Labeled-object pointing entries
-=-=-

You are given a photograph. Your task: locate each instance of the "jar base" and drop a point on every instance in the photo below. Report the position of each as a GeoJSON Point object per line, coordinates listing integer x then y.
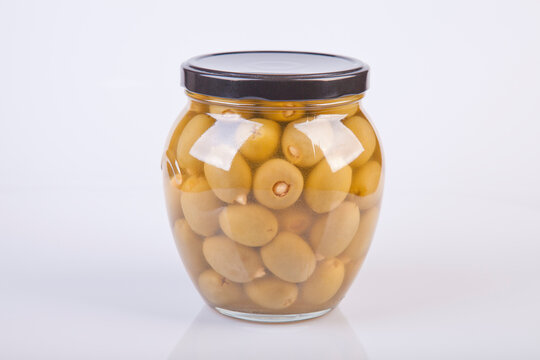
{"type": "Point", "coordinates": [271, 318]}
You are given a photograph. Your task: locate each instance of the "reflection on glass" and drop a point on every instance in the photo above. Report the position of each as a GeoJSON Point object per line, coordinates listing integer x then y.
{"type": "Point", "coordinates": [216, 146]}
{"type": "Point", "coordinates": [338, 143]}
{"type": "Point", "coordinates": [212, 336]}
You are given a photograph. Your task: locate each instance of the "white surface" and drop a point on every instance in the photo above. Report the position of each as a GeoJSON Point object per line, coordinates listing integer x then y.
{"type": "Point", "coordinates": [88, 91]}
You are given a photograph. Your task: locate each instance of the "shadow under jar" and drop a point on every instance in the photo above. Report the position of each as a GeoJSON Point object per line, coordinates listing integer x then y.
{"type": "Point", "coordinates": [273, 180]}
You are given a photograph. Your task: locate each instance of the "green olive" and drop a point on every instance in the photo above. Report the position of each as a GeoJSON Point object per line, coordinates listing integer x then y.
{"type": "Point", "coordinates": [200, 206]}
{"type": "Point", "coordinates": [296, 219]}
{"type": "Point", "coordinates": [277, 184]}
{"type": "Point", "coordinates": [263, 141]}
{"type": "Point", "coordinates": [171, 153]}
{"type": "Point", "coordinates": [173, 196]}
{"type": "Point", "coordinates": [289, 257]}
{"type": "Point", "coordinates": [233, 185]}
{"type": "Point", "coordinates": [236, 262]}
{"type": "Point", "coordinates": [361, 127]}
{"type": "Point", "coordinates": [287, 111]}
{"type": "Point", "coordinates": [366, 178]}
{"type": "Point", "coordinates": [250, 225]}
{"type": "Point", "coordinates": [189, 246]}
{"type": "Point", "coordinates": [230, 110]}
{"type": "Point", "coordinates": [217, 289]}
{"type": "Point", "coordinates": [191, 133]}
{"type": "Point", "coordinates": [271, 293]}
{"type": "Point", "coordinates": [325, 189]}
{"type": "Point", "coordinates": [324, 283]}
{"type": "Point", "coordinates": [334, 231]}
{"type": "Point", "coordinates": [361, 240]}
{"type": "Point", "coordinates": [298, 148]}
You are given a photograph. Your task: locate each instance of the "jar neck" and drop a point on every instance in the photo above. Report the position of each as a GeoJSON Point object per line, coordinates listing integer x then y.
{"type": "Point", "coordinates": [248, 104]}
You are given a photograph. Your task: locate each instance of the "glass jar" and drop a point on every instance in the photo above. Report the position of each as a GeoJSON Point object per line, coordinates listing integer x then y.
{"type": "Point", "coordinates": [273, 179]}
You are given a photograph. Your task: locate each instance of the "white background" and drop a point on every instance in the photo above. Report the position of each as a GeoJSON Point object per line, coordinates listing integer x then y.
{"type": "Point", "coordinates": [89, 90]}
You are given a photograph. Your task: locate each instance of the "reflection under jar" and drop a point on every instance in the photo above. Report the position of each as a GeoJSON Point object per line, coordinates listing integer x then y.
{"type": "Point", "coordinates": [212, 337]}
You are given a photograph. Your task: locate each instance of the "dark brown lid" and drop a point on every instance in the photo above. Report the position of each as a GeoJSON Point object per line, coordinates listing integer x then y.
{"type": "Point", "coordinates": [275, 75]}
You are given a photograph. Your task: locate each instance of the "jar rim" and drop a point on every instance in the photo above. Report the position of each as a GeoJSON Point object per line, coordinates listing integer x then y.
{"type": "Point", "coordinates": [273, 105]}
{"type": "Point", "coordinates": [275, 75]}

-=-=-

> [AIM]
Please find each row above containing the string "under" and copy those rows out in full.

> [TASK SOLUTION]
You are given a photograph. Your task: locate each instance of the "shadow under jar" and drop a point on every instance in the photo above. Report the position of each as a GeoJSON Point object per line, coordinates listing integer x then y.
You are given a photograph. Your task: locate each instance of the "reflection under jar" and drop a point on every instance in the photo above. Report the position of each as a GeoJSON Point object per line, coordinates listing integer x then y.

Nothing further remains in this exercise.